*What the task requires*: From the records below, print exactly the lines starting at the one containing "box: [164, 229, 218, 254]" and ending at the one containing "91L349 129L384 242L424", ends included, and nothing else.
Content starts
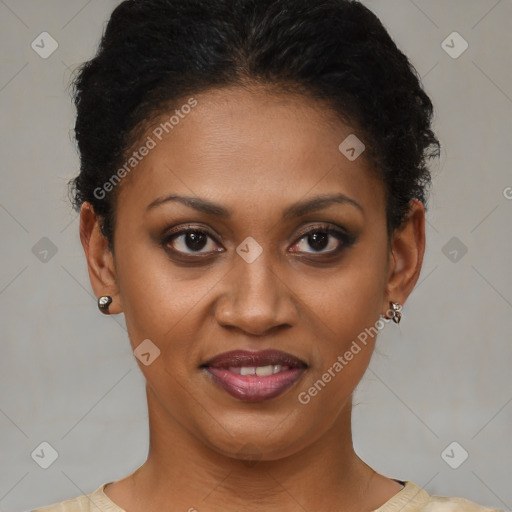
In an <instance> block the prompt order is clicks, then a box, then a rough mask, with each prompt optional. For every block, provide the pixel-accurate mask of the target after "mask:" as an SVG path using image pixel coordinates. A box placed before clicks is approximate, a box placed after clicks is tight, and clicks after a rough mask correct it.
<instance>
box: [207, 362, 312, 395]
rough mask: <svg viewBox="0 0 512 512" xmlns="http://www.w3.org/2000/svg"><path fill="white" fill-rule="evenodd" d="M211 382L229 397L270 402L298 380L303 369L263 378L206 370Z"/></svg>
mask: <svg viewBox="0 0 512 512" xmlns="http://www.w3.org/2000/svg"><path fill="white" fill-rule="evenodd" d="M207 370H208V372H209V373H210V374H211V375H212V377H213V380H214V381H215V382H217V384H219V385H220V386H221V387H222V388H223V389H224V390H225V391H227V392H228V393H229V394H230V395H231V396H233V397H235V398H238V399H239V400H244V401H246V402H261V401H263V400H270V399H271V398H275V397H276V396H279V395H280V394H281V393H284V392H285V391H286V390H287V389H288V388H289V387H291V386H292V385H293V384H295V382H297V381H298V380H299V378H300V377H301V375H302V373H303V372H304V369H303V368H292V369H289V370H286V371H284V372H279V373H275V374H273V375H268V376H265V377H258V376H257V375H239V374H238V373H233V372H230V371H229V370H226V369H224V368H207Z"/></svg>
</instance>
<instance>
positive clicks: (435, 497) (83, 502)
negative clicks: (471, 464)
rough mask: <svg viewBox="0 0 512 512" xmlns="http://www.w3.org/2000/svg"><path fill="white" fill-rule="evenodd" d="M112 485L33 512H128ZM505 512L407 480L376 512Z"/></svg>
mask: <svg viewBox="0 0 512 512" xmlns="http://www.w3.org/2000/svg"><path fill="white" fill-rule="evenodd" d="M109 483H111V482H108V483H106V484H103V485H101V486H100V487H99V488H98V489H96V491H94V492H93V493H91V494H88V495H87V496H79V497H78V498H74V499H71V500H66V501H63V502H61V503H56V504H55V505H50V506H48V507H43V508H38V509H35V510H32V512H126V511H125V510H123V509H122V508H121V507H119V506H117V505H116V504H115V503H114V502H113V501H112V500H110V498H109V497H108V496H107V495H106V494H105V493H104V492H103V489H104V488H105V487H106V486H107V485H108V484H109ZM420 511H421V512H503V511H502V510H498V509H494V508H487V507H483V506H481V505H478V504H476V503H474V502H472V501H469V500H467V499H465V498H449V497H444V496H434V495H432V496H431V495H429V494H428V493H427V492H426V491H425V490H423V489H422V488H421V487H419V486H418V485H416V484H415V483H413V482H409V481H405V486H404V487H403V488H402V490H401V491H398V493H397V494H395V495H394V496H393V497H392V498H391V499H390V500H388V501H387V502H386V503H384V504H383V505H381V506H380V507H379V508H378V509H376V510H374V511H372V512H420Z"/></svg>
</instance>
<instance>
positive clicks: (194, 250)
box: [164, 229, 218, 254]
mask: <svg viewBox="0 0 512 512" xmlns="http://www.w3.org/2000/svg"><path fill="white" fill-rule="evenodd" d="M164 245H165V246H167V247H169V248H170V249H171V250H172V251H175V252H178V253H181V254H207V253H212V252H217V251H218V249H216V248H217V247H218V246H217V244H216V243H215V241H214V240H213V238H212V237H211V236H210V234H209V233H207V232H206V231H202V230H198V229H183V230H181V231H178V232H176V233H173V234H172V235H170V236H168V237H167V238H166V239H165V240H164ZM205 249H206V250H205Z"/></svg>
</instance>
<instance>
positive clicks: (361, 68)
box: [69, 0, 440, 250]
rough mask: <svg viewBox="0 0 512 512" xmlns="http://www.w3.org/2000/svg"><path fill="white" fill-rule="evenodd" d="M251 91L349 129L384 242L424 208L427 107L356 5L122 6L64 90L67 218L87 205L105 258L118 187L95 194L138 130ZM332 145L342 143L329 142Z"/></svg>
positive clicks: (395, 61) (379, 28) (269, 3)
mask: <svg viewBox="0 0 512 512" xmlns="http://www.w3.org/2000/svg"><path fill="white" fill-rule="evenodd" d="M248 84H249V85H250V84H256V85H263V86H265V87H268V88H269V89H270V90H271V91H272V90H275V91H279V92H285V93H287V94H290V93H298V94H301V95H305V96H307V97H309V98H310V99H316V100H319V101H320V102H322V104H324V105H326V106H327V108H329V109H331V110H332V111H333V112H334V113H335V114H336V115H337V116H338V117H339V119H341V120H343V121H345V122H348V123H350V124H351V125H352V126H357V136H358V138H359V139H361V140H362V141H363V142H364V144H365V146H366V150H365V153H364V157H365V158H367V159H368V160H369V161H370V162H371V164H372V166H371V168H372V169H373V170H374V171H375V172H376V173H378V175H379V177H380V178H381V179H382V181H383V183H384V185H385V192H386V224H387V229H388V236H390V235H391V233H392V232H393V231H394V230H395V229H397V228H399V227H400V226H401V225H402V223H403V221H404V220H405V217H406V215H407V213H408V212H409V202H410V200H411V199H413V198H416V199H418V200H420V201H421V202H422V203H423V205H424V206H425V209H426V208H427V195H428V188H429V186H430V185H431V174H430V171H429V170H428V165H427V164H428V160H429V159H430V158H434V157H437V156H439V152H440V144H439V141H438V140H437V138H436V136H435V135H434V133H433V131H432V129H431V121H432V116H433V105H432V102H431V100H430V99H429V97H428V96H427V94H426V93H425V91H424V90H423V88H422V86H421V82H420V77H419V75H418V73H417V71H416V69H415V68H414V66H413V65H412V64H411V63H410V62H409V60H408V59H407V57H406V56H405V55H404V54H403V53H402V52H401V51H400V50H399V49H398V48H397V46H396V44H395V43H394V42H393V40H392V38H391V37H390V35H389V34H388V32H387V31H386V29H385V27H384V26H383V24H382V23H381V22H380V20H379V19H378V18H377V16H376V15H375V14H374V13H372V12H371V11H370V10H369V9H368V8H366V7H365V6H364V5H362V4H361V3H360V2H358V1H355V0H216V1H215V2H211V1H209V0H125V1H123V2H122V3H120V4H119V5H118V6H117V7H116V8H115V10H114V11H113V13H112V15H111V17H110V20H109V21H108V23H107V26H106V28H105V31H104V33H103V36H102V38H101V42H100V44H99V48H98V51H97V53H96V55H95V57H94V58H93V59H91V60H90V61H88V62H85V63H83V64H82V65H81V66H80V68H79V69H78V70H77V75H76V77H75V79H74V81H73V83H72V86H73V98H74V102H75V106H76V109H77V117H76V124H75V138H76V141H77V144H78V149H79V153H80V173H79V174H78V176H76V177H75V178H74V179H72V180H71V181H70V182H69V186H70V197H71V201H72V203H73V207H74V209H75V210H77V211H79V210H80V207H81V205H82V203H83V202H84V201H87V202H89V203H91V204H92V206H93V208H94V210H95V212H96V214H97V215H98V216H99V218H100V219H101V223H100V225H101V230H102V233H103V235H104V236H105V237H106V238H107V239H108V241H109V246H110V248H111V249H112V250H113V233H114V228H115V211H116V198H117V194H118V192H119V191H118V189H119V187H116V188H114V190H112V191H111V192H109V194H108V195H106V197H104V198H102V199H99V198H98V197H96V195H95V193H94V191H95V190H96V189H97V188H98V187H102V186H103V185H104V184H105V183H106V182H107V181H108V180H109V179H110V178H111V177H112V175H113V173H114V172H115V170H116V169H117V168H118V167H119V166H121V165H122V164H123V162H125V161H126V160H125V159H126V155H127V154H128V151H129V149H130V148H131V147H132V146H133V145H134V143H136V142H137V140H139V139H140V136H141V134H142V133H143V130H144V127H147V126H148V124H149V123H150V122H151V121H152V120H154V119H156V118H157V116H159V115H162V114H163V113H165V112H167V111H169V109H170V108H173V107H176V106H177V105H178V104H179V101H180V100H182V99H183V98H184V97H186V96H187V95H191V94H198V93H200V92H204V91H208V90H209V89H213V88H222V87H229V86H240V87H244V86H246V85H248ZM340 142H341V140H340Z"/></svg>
Content ends
*Response to the exercise*:
box: [164, 229, 218, 254]
mask: <svg viewBox="0 0 512 512" xmlns="http://www.w3.org/2000/svg"><path fill="white" fill-rule="evenodd" d="M164 245H165V246H167V247H169V248H170V249H171V250H172V251H175V252H178V253H181V254H207V253H212V252H217V251H218V249H216V248H217V247H218V246H217V244H216V243H215V241H214V240H213V238H212V237H211V236H210V234H209V233H207V232H206V231H202V230H198V229H183V230H181V231H178V232H176V233H173V234H172V235H170V236H168V237H167V238H166V239H165V240H164ZM205 249H206V250H205Z"/></svg>
</instance>
<instance>
positive clicks: (361, 68)
box: [69, 0, 440, 250]
rough mask: <svg viewBox="0 0 512 512" xmlns="http://www.w3.org/2000/svg"><path fill="white" fill-rule="evenodd" d="M251 91L349 129L384 242L424 208L427 107L356 5L122 6L64 90L67 218L87 205L105 258L118 187L95 194L138 130ZM332 145L342 143L329 142Z"/></svg>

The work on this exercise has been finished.